§ Exercise directions
Transcribe the records from the line containing "the blurred background." onward, up to and including the final line, exactly and without anything else.

Free-text object descriptions
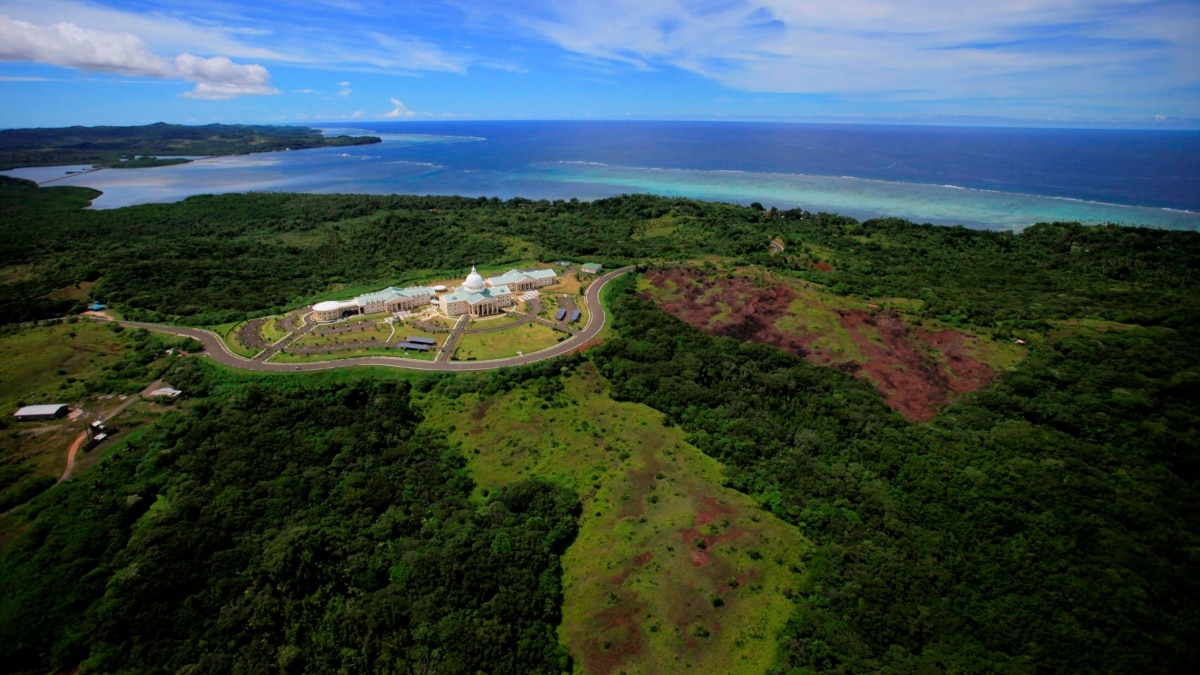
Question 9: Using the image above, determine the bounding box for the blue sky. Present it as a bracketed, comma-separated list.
[1, 0, 1197, 129]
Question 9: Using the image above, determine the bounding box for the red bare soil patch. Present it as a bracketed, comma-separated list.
[812, 262, 833, 272]
[643, 268, 996, 422]
[581, 590, 646, 675]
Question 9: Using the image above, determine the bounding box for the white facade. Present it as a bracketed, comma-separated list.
[485, 268, 558, 292]
[440, 267, 512, 317]
[312, 285, 436, 323]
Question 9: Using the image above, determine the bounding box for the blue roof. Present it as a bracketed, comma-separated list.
[405, 337, 437, 345]
[570, 309, 581, 322]
[555, 308, 566, 320]
[395, 341, 430, 351]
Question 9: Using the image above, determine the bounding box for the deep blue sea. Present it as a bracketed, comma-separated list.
[5, 121, 1198, 230]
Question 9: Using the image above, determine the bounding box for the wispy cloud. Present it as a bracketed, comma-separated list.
[0, 0, 479, 75]
[0, 15, 278, 98]
[490, 0, 1200, 107]
[364, 32, 469, 73]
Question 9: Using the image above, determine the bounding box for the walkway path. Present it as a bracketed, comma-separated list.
[86, 266, 633, 373]
[437, 315, 468, 363]
[255, 313, 315, 361]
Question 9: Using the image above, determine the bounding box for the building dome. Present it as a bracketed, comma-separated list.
[462, 265, 486, 293]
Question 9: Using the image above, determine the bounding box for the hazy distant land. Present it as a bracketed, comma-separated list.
[0, 122, 381, 171]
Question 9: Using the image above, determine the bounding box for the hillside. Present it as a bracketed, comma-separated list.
[1, 186, 1197, 673]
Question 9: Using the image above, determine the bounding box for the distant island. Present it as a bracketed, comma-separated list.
[0, 122, 382, 170]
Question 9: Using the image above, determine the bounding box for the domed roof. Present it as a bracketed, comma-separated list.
[463, 265, 486, 293]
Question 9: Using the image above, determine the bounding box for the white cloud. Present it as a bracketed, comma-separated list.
[384, 97, 414, 118]
[0, 1, 476, 75]
[365, 32, 468, 73]
[0, 1, 290, 62]
[495, 0, 1200, 106]
[352, 110, 364, 117]
[0, 15, 278, 98]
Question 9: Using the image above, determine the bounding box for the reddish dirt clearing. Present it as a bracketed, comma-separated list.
[643, 267, 997, 421]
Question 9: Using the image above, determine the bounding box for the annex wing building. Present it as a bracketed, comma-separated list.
[310, 266, 559, 322]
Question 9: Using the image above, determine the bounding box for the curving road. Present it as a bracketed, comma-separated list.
[91, 266, 634, 373]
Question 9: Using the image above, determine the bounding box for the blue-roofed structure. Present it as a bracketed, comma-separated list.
[405, 337, 437, 346]
[570, 309, 581, 322]
[555, 308, 566, 321]
[395, 341, 430, 352]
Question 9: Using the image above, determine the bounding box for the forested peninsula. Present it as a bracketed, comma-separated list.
[1, 180, 1197, 673]
[0, 122, 381, 170]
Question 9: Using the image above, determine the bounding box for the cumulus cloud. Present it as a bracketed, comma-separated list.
[0, 15, 279, 98]
[384, 97, 415, 118]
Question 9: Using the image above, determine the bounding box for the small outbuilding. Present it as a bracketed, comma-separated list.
[581, 263, 603, 275]
[13, 404, 69, 422]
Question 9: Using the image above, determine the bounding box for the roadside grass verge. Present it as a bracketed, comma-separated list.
[453, 322, 562, 361]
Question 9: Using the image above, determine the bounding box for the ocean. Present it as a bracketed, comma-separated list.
[4, 121, 1198, 231]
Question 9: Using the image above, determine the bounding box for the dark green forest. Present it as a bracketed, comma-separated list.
[591, 276, 1200, 672]
[0, 123, 380, 170]
[1, 184, 1198, 673]
[1, 363, 578, 673]
[2, 178, 1196, 332]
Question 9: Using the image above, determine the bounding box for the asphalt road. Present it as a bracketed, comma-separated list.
[94, 266, 634, 373]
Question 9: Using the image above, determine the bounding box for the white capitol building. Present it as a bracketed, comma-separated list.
[311, 266, 558, 322]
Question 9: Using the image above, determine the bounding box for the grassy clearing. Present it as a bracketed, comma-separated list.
[0, 322, 128, 415]
[43, 281, 94, 302]
[453, 322, 562, 361]
[774, 296, 865, 362]
[466, 312, 525, 331]
[0, 322, 165, 506]
[422, 364, 809, 674]
[0, 264, 35, 284]
[298, 316, 392, 347]
[391, 320, 448, 345]
[633, 217, 681, 240]
[549, 273, 587, 297]
[877, 296, 925, 313]
[271, 346, 437, 363]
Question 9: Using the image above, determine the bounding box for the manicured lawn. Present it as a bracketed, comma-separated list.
[260, 316, 290, 343]
[452, 322, 562, 361]
[210, 320, 259, 358]
[270, 346, 437, 362]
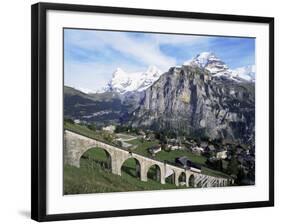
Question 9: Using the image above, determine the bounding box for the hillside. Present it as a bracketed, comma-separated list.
[64, 150, 185, 195]
[64, 86, 131, 126]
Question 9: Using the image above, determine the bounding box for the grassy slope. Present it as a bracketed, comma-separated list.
[64, 121, 105, 141]
[64, 147, 185, 194]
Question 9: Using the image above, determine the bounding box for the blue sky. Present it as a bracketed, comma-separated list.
[64, 28, 255, 93]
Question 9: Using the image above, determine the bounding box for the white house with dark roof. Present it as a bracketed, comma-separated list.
[148, 145, 162, 155]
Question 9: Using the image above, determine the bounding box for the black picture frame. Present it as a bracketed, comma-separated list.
[31, 2, 274, 222]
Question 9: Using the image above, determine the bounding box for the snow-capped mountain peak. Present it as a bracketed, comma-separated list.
[184, 52, 228, 74]
[105, 66, 163, 94]
[184, 52, 255, 82]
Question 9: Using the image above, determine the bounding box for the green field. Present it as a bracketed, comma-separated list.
[127, 138, 206, 165]
[125, 138, 228, 178]
[64, 147, 185, 194]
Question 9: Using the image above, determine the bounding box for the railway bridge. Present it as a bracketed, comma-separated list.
[64, 130, 231, 188]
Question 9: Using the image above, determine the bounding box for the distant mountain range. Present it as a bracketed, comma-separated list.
[100, 52, 255, 94]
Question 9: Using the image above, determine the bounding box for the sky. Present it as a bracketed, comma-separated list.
[64, 28, 255, 93]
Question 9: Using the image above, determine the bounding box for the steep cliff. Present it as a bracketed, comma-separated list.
[130, 65, 255, 145]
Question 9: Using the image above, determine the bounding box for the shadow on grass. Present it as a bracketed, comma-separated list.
[121, 166, 139, 178]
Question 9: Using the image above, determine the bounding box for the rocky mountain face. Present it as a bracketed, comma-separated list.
[129, 64, 255, 145]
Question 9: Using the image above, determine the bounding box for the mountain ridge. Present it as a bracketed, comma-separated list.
[184, 52, 255, 82]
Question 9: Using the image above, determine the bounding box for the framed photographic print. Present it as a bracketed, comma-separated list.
[31, 2, 274, 222]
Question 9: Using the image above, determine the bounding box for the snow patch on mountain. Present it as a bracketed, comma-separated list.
[231, 65, 256, 82]
[184, 52, 229, 74]
[184, 52, 255, 82]
[104, 65, 163, 94]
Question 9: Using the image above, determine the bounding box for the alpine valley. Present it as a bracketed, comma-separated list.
[64, 52, 255, 146]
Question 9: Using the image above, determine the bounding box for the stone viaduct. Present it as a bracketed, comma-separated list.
[64, 130, 231, 188]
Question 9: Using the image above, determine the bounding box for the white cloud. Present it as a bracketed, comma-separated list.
[100, 32, 176, 71]
[65, 30, 185, 71]
[64, 29, 212, 92]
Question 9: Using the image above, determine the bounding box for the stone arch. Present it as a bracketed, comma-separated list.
[178, 172, 186, 186]
[120, 157, 141, 179]
[165, 169, 176, 184]
[147, 164, 162, 182]
[64, 130, 116, 168]
[80, 147, 112, 170]
[188, 174, 195, 187]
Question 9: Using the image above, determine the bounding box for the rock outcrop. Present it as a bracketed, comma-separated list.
[130, 65, 255, 145]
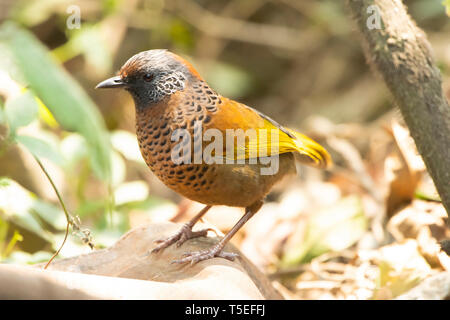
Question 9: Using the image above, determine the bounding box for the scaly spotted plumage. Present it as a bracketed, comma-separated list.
[96, 49, 332, 264]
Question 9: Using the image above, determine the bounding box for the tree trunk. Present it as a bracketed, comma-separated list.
[347, 0, 450, 218]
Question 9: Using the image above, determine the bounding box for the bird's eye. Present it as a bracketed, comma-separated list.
[143, 73, 154, 82]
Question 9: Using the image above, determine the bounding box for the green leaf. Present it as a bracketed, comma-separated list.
[0, 22, 111, 182]
[16, 135, 64, 165]
[443, 0, 450, 16]
[31, 200, 67, 230]
[0, 42, 24, 84]
[4, 91, 38, 133]
[60, 133, 89, 167]
[4, 230, 23, 258]
[75, 199, 106, 218]
[59, 25, 112, 74]
[0, 178, 52, 242]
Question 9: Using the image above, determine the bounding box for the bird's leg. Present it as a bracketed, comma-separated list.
[151, 205, 213, 253]
[172, 201, 263, 264]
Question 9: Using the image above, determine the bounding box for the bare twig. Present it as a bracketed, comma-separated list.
[193, 0, 268, 62]
[33, 156, 72, 269]
[163, 0, 321, 52]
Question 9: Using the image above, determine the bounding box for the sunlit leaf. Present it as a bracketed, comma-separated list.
[0, 178, 52, 242]
[60, 133, 89, 167]
[110, 150, 126, 187]
[4, 230, 23, 258]
[53, 24, 112, 75]
[0, 42, 23, 84]
[4, 91, 38, 133]
[31, 200, 67, 230]
[0, 22, 112, 182]
[111, 130, 144, 163]
[443, 0, 450, 17]
[114, 181, 149, 206]
[16, 135, 64, 165]
[37, 98, 59, 128]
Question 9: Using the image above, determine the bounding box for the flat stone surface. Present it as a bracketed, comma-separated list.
[39, 222, 283, 299]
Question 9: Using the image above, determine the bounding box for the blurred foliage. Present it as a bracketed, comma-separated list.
[0, 22, 112, 181]
[0, 0, 448, 299]
[282, 196, 367, 266]
[444, 0, 450, 16]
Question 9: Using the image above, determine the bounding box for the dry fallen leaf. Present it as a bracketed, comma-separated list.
[372, 240, 433, 299]
[387, 199, 450, 269]
[385, 120, 425, 216]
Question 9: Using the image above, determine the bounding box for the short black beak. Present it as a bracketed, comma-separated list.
[95, 76, 125, 89]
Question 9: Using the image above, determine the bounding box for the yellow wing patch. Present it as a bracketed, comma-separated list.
[206, 97, 332, 169]
[224, 119, 332, 169]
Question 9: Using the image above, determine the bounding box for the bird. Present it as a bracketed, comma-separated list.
[96, 49, 332, 264]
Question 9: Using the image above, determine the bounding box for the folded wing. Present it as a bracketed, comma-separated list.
[204, 97, 332, 169]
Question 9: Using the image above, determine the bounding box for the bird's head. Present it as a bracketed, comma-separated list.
[96, 49, 201, 107]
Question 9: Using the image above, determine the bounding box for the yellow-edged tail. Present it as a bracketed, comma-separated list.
[285, 128, 332, 169]
[230, 118, 332, 169]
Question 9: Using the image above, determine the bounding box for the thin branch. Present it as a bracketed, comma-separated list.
[164, 0, 322, 52]
[33, 156, 71, 269]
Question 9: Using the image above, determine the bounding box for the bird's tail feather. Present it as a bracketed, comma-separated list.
[229, 120, 332, 169]
[285, 128, 332, 169]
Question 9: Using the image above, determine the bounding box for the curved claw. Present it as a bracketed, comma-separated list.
[171, 248, 239, 265]
[150, 225, 211, 254]
[181, 251, 193, 257]
[151, 245, 165, 254]
[221, 252, 238, 261]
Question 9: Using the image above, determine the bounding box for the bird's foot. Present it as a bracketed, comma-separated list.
[171, 245, 239, 265]
[151, 223, 214, 253]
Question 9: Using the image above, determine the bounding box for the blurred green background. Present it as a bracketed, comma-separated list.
[0, 0, 449, 298]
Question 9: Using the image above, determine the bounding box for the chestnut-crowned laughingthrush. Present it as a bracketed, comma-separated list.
[97, 49, 331, 264]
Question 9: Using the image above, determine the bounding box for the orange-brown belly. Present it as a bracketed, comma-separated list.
[139, 139, 296, 208]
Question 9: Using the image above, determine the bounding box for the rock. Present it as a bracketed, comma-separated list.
[26, 222, 282, 299]
[0, 264, 96, 299]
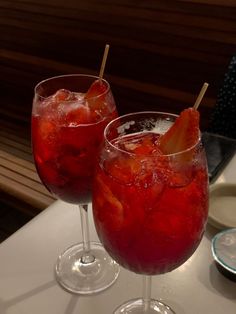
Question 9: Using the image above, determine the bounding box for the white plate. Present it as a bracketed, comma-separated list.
[208, 183, 236, 230]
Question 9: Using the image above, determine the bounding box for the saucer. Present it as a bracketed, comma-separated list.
[208, 183, 236, 230]
[211, 228, 236, 281]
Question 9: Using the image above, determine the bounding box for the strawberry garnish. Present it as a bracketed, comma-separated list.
[159, 108, 200, 154]
[85, 79, 107, 100]
[85, 79, 111, 121]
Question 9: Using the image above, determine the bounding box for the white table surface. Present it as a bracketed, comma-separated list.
[0, 156, 236, 314]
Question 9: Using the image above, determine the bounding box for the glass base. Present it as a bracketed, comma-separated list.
[55, 242, 120, 294]
[114, 298, 175, 314]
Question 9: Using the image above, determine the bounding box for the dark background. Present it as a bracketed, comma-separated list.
[1, 0, 236, 133]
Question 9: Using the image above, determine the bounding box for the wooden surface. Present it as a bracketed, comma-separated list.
[0, 120, 56, 214]
[0, 0, 236, 213]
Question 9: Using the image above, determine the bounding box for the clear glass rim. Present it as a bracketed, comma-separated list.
[104, 111, 201, 158]
[34, 73, 111, 100]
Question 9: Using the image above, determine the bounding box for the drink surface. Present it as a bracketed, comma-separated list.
[93, 132, 209, 275]
[32, 88, 117, 204]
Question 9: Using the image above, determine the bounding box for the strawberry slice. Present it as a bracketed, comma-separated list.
[159, 108, 200, 154]
[85, 79, 110, 120]
[85, 79, 107, 99]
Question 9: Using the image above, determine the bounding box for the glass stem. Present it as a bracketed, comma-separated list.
[142, 275, 152, 312]
[79, 204, 95, 264]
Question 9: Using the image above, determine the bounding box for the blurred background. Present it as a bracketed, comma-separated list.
[0, 0, 236, 239]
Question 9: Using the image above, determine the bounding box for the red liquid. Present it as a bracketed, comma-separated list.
[93, 132, 209, 275]
[32, 89, 117, 204]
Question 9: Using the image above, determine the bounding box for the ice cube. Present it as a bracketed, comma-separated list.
[64, 102, 91, 125]
[152, 118, 173, 135]
[53, 89, 77, 102]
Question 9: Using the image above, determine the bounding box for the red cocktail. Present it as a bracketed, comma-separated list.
[32, 85, 117, 204]
[93, 111, 209, 313]
[32, 74, 119, 295]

§ Response to this exercise
Question 9: Using the image above, determine the bounding box for the blurred background. Present it as a bracketed, comma-separated list.
[0, 0, 236, 239]
Question 9: Using the image above, determine the bounding box for the red liquid. Present it as a bracketed, comma-separated list.
[93, 132, 209, 275]
[32, 89, 117, 204]
Question 9: Using the image above, determine the bounding box for the ice cube. Present it as a bracketed, comma-separated list.
[64, 102, 91, 125]
[152, 118, 173, 135]
[53, 89, 77, 102]
Question 9: Using the image above, determine the bounding box for the red cocktail. Present it as a bracketed, comma-separated list.
[32, 85, 117, 204]
[93, 111, 209, 313]
[32, 74, 119, 295]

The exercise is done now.